**What you should do**
Put the items below, from the line with "Guideline: for every instance of the teal" to the line with "column 632, row 220", both ends included, into a numbered list with blank lines left out.

━━━━━ Source data ━━━━━

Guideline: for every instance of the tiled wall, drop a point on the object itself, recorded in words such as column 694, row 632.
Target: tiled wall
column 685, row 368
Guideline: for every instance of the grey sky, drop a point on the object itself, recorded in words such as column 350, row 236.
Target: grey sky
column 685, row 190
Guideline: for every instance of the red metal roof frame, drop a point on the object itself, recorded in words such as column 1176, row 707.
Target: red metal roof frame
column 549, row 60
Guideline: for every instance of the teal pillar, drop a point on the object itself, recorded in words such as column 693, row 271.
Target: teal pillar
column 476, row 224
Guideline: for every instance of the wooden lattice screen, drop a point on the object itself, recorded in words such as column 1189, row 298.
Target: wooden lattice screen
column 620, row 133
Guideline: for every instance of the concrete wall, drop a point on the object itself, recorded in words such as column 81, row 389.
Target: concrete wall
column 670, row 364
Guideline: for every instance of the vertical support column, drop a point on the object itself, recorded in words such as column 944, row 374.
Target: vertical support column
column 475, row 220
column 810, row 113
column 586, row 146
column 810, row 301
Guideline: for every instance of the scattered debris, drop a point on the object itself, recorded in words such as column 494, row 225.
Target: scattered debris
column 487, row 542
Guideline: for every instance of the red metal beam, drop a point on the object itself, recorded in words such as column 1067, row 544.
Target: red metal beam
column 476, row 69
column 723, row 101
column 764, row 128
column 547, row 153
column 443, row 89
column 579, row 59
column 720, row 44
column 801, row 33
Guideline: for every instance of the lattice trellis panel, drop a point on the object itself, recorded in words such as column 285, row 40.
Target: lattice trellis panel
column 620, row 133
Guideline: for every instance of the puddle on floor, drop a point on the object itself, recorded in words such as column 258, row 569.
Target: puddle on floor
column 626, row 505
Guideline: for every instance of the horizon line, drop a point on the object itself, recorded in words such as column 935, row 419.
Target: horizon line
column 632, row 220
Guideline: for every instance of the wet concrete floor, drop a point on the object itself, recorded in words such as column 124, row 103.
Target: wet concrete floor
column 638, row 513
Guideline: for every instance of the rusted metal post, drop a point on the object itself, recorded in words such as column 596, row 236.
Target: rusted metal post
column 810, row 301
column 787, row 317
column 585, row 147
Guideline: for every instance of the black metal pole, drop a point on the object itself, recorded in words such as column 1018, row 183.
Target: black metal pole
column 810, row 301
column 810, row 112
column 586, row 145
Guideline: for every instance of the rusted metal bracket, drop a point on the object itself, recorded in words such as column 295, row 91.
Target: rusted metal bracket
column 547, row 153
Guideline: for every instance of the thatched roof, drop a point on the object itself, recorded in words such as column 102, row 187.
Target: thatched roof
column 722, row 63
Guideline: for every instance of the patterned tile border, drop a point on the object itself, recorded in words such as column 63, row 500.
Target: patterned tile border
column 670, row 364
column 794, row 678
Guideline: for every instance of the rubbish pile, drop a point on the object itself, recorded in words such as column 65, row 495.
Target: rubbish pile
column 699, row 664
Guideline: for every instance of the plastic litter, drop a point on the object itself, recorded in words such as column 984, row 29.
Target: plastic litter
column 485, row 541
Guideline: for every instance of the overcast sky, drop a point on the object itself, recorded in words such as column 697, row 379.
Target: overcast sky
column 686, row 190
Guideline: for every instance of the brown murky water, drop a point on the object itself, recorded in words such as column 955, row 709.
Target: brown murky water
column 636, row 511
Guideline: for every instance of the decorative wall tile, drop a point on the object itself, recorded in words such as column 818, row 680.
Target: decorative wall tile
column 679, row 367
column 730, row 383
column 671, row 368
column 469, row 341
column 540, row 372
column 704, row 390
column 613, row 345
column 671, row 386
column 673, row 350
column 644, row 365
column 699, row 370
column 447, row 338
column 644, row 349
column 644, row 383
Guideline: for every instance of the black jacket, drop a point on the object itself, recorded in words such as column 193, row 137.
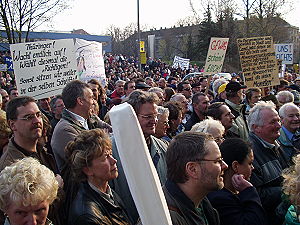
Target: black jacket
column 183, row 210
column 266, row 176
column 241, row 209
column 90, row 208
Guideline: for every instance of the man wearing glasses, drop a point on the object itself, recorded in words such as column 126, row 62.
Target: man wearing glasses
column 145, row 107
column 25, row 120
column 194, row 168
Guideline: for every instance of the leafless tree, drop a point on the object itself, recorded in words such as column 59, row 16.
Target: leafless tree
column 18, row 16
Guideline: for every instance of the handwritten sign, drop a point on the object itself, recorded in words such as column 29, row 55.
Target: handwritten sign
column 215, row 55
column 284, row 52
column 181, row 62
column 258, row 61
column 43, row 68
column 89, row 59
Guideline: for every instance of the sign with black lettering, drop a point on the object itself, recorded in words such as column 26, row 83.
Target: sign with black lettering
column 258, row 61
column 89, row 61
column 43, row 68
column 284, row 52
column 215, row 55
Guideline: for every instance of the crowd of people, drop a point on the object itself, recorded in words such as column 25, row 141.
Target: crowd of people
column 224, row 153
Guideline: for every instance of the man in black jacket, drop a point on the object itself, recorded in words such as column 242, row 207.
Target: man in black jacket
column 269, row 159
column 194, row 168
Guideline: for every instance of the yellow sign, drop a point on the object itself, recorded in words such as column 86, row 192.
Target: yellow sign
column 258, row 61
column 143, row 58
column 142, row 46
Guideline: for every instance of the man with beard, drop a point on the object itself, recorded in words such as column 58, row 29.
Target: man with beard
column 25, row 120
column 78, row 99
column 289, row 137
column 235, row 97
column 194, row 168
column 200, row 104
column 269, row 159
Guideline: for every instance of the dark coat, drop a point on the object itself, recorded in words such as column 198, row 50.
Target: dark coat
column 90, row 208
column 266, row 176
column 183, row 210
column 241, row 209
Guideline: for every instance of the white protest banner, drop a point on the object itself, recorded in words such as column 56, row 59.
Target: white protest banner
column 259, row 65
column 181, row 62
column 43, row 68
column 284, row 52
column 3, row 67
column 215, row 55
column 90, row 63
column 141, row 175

━━━━━
━━━━━ Source data ━━━━━

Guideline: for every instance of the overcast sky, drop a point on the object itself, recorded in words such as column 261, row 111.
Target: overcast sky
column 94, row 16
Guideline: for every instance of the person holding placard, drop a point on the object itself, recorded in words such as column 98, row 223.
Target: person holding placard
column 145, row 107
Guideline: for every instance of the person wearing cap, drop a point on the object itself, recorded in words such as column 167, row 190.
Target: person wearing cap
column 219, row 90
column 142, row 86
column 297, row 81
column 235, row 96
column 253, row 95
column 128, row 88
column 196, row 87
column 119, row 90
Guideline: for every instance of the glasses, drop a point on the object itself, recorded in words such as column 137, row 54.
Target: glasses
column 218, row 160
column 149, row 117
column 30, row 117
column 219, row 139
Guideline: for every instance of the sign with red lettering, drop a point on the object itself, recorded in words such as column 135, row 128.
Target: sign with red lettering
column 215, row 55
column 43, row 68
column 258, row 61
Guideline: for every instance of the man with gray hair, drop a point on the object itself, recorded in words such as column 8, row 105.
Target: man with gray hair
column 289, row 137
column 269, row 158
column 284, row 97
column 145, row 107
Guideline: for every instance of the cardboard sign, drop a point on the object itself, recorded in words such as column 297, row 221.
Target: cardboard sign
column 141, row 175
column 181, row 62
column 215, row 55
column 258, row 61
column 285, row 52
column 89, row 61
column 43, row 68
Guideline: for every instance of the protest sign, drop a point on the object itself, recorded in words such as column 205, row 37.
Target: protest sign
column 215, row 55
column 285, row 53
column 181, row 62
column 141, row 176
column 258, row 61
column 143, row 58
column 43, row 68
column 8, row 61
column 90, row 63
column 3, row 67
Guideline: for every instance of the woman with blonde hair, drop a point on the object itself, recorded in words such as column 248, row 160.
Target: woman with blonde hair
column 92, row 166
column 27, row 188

━━━━━

**Response**
1. Guideline: for every instance of the teal pillar, drop a point on the object itself, recorded in words such as column 693, row 271.
2. Target: teal pillar
3. column 476, row 224
4. Guideline: for every instance of the wooden lattice screen, drop a point on the object itself, recorded in words such as column 1189, row 298.
5. Target: wooden lattice screen
6. column 620, row 133
7. Guideline: for every instance of the concrete wall, drop a point on the object itself, recorded in words such as column 81, row 389.
8. Target: concrete wall
9. column 670, row 364
10. Guideline: for every instance of the vertical support column, drop a point on the object itself, recorded in words such as column 944, row 374.
11. Target: vertical support column
12. column 475, row 220
13. column 810, row 113
14. column 586, row 146
15. column 810, row 301
16. Guideline: for every instance of the scattered debris, drop a point on the object itself, recorded in words such as column 494, row 225.
17. Target: scattered debris
18. column 487, row 542
19. Guideline: for every instance of the red metal beam, drop a point on the object itself, recorded in words such as column 1067, row 544.
20. Target: red metal beam
21. column 476, row 69
22. column 723, row 101
23. column 764, row 128
24. column 547, row 153
25. column 443, row 89
26. column 579, row 59
27. column 720, row 44
28. column 801, row 33
29. Guideline: for every instance of the lattice trellis panel, drop a point on the object itself, recorded in words such as column 285, row 40.
30. Target: lattice trellis panel
31. column 620, row 133
32. Guideline: for every instance of the puddle on floor, drop a point on the object itself, recorded in words such as column 258, row 569.
33. Target: puddle on floor
34. column 626, row 505
35. Guideline: for every instance of the horizon line, drop a point on the object itself, recorded in words such as column 935, row 419.
36. Target: horizon line
37. column 632, row 220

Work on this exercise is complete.